● Saved entries:
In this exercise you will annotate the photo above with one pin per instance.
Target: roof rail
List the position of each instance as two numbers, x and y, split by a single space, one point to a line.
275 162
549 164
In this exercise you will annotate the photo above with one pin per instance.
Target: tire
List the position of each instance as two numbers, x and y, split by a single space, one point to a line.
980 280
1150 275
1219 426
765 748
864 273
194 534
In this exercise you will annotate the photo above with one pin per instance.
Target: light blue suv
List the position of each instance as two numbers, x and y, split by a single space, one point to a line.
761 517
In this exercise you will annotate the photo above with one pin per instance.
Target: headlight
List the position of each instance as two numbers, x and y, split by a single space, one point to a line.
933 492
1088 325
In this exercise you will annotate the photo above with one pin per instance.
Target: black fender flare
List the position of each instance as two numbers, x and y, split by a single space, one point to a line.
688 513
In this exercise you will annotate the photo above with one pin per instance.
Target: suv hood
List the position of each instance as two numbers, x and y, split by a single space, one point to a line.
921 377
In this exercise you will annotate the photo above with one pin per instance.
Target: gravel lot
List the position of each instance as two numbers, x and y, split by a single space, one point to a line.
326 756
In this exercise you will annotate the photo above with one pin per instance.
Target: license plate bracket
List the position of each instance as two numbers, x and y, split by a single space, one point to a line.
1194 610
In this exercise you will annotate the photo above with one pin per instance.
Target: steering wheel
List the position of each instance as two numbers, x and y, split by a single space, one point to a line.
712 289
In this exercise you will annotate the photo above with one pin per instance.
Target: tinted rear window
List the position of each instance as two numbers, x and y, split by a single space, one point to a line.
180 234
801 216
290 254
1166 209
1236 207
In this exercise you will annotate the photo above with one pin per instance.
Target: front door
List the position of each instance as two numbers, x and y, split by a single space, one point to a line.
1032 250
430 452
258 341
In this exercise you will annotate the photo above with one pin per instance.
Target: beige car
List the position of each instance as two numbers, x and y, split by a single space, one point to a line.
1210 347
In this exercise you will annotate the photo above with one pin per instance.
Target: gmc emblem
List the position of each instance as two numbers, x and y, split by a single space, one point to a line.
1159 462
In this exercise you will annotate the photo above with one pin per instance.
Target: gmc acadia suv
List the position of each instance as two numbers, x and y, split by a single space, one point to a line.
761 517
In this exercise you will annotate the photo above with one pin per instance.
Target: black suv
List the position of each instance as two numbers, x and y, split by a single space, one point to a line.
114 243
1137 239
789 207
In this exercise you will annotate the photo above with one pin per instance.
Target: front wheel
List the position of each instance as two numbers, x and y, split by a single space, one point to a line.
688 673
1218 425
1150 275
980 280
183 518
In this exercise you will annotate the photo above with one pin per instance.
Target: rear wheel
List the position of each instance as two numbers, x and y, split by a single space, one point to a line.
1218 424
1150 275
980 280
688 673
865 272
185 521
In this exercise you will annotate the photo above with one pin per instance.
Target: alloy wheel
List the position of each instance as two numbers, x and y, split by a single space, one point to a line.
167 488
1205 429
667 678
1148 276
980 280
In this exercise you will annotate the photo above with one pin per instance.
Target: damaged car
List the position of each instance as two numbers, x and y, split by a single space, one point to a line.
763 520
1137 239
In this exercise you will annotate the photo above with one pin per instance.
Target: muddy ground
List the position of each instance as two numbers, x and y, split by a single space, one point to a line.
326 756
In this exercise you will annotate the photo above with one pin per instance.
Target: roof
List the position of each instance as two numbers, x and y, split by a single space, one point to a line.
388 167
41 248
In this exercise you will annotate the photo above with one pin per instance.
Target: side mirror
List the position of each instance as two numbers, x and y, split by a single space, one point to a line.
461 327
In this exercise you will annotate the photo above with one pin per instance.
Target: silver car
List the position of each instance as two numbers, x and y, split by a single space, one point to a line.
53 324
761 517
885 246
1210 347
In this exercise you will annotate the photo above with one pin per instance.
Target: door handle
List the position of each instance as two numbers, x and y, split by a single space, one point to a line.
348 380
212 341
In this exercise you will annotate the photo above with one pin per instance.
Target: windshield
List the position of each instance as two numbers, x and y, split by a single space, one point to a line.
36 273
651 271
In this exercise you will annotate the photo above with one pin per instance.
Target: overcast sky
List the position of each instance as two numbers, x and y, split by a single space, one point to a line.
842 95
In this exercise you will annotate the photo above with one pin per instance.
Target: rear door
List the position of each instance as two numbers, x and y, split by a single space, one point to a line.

● Objective: Pull out each row above that contains the word "door", matching case exactly.

● The reply:
Target: front door
Target: door handle
Target: rear door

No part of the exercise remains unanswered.